──────── RECORDS ────────
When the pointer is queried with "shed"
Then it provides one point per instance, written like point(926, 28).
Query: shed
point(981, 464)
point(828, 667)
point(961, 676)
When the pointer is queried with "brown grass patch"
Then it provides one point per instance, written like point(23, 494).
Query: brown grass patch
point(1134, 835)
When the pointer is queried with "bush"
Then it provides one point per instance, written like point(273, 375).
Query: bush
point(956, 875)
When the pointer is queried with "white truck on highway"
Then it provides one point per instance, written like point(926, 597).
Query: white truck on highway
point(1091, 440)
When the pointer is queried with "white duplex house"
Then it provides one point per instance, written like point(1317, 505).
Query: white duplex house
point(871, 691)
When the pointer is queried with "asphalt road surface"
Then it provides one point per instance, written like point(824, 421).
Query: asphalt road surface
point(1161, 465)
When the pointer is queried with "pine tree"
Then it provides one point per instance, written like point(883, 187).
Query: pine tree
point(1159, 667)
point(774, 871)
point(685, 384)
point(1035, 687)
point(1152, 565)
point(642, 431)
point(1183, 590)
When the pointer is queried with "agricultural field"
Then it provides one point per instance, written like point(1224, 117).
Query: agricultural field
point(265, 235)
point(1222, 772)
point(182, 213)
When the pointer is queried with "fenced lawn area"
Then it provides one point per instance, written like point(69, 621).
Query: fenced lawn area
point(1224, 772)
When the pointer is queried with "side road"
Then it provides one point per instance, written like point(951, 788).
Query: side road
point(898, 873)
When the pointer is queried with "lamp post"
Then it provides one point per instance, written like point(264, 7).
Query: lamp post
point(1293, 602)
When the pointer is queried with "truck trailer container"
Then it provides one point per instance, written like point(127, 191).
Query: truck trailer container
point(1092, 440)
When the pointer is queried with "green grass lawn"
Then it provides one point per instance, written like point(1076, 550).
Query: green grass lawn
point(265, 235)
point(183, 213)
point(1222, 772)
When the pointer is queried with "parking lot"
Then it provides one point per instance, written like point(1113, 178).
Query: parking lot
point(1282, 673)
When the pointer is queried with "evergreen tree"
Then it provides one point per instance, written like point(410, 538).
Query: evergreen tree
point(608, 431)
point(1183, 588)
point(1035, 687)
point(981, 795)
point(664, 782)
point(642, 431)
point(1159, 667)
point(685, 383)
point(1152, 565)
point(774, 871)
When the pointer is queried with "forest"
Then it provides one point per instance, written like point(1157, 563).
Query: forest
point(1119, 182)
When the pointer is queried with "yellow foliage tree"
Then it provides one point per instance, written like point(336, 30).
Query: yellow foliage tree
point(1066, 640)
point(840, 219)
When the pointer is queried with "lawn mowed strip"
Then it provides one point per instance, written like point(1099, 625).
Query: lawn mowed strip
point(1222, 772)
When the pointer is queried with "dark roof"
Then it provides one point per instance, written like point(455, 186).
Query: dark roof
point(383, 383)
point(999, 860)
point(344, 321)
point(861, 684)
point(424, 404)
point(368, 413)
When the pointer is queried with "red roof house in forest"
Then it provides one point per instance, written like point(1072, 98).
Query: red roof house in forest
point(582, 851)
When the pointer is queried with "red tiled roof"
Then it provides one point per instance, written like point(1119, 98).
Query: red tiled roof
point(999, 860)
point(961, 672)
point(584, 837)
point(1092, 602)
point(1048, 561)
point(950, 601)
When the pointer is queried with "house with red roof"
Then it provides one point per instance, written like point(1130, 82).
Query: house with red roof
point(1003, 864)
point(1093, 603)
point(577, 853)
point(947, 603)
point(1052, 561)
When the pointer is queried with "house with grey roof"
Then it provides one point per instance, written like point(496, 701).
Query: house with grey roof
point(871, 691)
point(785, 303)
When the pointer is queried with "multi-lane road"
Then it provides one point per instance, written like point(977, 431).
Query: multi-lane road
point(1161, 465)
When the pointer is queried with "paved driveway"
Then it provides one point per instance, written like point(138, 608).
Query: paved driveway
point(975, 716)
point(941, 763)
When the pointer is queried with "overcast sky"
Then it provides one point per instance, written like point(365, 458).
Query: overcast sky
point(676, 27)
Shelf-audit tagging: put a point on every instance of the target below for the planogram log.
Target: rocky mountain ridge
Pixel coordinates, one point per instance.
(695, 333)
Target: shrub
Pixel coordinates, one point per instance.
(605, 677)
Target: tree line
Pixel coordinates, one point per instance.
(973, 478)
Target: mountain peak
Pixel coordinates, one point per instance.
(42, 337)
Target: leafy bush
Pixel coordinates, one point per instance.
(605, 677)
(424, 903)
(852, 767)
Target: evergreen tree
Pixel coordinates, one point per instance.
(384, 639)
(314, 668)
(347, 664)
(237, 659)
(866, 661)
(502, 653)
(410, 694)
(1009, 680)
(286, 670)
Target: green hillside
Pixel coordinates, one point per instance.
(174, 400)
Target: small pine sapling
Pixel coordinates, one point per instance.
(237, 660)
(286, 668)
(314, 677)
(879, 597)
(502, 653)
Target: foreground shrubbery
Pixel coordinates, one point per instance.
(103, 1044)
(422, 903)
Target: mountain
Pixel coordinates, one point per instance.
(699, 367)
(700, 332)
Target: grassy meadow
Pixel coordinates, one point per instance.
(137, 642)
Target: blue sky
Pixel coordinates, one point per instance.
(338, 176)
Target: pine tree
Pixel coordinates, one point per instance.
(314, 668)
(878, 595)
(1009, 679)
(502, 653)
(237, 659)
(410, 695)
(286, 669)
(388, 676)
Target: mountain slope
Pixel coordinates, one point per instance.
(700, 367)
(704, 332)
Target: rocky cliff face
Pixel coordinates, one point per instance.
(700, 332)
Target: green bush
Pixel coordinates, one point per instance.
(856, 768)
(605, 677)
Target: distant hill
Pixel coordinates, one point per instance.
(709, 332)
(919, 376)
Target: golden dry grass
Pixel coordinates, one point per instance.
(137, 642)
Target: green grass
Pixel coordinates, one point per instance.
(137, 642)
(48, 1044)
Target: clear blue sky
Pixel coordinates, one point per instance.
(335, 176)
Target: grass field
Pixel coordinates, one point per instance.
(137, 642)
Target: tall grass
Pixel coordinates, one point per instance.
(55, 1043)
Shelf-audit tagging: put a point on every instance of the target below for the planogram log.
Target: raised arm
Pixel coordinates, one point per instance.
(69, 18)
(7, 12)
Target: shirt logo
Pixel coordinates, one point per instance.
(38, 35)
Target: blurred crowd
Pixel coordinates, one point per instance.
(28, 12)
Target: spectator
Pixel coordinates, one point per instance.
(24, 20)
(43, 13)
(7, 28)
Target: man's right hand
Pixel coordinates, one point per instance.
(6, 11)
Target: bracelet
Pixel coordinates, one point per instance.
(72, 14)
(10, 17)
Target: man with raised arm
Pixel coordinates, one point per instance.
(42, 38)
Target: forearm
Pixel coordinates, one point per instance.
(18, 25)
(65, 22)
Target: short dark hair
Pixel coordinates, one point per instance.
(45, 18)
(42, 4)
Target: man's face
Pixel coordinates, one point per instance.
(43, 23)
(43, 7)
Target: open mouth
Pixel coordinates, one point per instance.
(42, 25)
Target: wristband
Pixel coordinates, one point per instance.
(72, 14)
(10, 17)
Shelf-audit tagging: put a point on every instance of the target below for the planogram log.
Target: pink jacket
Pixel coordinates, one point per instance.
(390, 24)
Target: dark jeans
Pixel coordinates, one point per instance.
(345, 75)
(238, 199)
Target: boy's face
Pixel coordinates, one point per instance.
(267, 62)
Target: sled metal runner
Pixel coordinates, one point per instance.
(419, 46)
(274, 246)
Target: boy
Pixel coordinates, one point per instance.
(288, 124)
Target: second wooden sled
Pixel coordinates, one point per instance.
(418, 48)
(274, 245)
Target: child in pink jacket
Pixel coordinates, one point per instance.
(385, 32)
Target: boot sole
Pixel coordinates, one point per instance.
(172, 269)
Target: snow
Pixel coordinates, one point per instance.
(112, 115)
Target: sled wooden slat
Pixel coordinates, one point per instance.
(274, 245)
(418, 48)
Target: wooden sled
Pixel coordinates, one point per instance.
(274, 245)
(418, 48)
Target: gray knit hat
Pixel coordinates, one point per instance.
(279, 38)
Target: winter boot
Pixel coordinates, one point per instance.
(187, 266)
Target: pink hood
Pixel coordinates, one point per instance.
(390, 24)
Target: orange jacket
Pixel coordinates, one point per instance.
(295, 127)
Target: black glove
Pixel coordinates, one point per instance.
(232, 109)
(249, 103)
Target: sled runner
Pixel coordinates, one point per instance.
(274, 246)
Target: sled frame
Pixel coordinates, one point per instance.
────────
* [WHAT THE TASK ASKS]: Work out how many lines above contain the word "mountain". Give only the number.

* [ANSWER BELOW]: 4